EJERCICIOS PROPUESTOS:
a) Imprima el fragmento del texto sobre Rosamel del Valle que va desde "Por Fernando Arabuena" hasta "aquello que amamos.", este último incluido.
b) Responda a estas preguntas según el texto sobre Rosamel del Valle:
(i) ¿Quién firma el texto?
(ii) ¿Qué mito habita el camino de lo poético?
(iii) ¿A quién fue a buscar Orfeo al inframundo?

TEXTO DE LECTURA:
※ ※ ※

Escritor del Mes

El escritor del mes: Rosamel del Valle

Por Fernando Arabuena

En un tiempo en que nuestra vida cotidiana está regida por la inmediatez y la presencia de aquello que solo vemos y “está”, Rosamel del Valle aparece como la inminente puerta que, en el silencio marginal de la poesía, despierta esos parajes ancestrales de nuestra dimensión humana totalizante; un camino deliberadamente oscuro e iniciático de lo poético, habitado por el mito de Orfeo, que descendió al inframundo para ir en busca de Eurídice o todo aquello que amamos.

※ ※ ※

FILAS ALMACENADAS:
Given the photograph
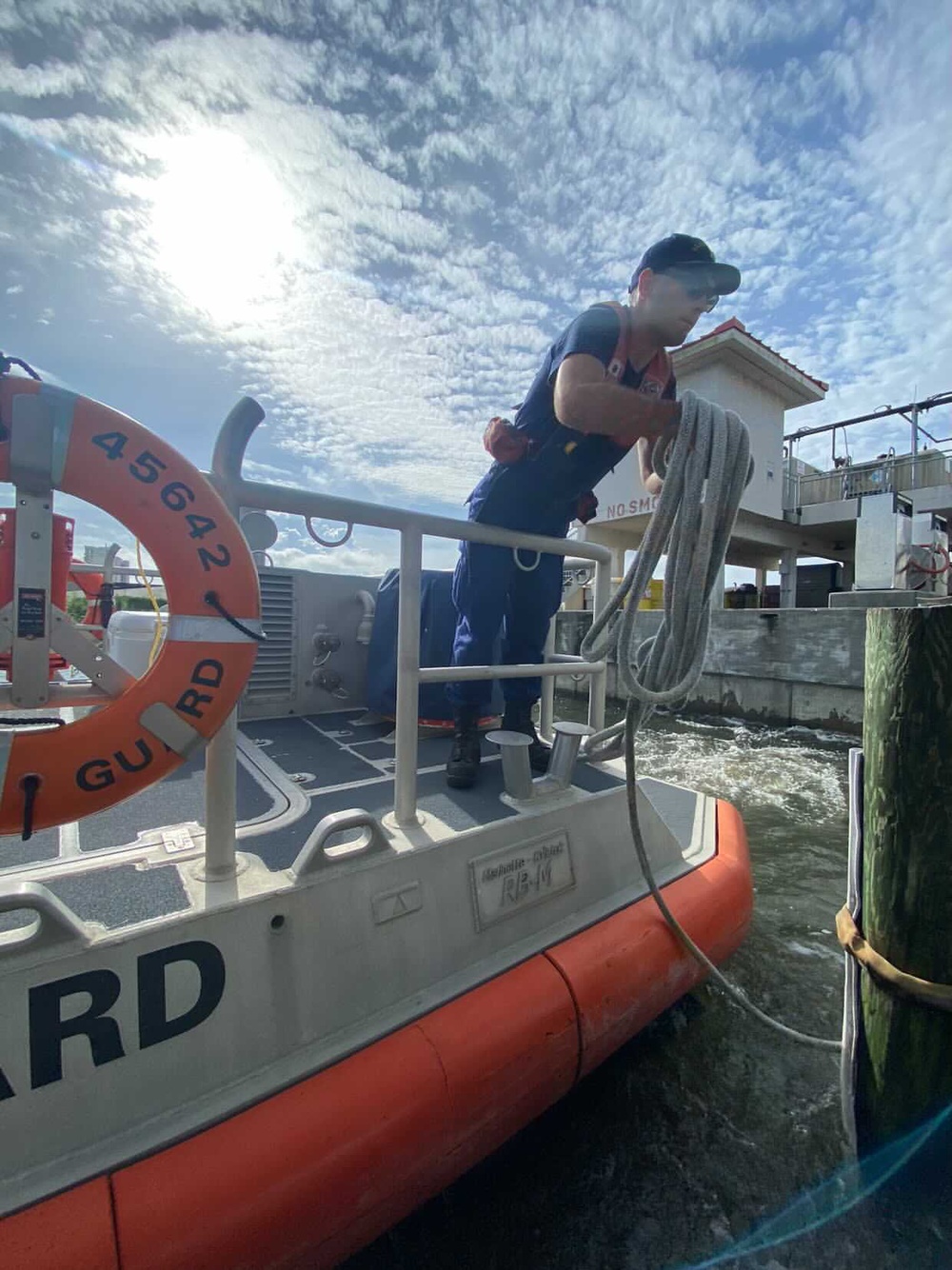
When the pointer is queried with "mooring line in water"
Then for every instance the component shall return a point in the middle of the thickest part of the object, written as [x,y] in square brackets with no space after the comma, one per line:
[832,1199]
[704,474]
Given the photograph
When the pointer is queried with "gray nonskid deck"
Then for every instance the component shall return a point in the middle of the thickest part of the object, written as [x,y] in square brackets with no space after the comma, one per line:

※ ※ ※

SOLUCIONES:
a)
Por Fernando Arabuena

En un tiempo en que nuestra vida cotidiana está regida por la inmediatez y la presencia de aquello que solo vemos y “está”, Rosamel del Valle aparece como la inminente puerta que, en el silencio marginal de la poesía, despierta esos parajes ancestrales de nuestra dimensión humana totalizante; un camino deliberadamente oscuro e iniciático de lo poético, habitado por el mito de Orfeo, que descendió al inframundo para ir en busca de Eurídice o todo aquello que amamos.

b)
(i) Fernando Arabuena.
(ii) El mito de Orfeo.
(iii) A Eurídice.